Set problem: Retype the following rows word for word, changing nothing.

(Excerpts from location labeling data)
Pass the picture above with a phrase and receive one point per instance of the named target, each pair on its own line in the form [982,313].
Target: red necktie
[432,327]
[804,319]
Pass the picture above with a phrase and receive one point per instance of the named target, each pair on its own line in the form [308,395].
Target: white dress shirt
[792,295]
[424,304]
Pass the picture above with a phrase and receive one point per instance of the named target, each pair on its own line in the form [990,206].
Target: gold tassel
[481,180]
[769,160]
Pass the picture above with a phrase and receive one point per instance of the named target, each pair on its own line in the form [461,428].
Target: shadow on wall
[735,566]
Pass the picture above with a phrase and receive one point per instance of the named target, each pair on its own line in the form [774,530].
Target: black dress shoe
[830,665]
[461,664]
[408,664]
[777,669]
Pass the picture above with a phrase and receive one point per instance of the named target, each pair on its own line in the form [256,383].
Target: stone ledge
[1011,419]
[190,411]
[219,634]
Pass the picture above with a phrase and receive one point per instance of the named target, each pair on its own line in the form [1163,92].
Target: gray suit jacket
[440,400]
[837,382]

Task solution:
Pass the picture above with a phrase and receive one point per instance of the named target, each pair on its own line in the form [982,313].
Target: red necktie
[432,327]
[804,319]
Pass the picture above with a phrase and receive one point per instance of the named target, each pair on its own line in the form [308,395].
Target: white dress shirt
[792,295]
[424,304]
Pass the picture above with a phrase and receive one point per instance of the named target, each pair on its own line in the form [990,206].
Target: gold tassel
[481,180]
[769,160]
Pass the picture above with a phrase and receive one point per instance of the named target, each pair on its own line in the form [461,428].
Target: shadow on wall
[735,566]
Pass the picture above with a phrase and receive one point per instance of the named target, each pair on its own line in the form [774,530].
Target: black dress shoe
[830,665]
[461,664]
[408,664]
[777,669]
Pass the picture above with a phrase and receive one point per instance of the named target, each pair on its own line in the form [256,383].
Target: stone ledge
[1011,419]
[190,411]
[219,634]
Pass the picture above with a phrase and receive one point per instance of the named target, each pair on its own line in the form [1163,92].
Target: gray suit jacket
[440,400]
[837,382]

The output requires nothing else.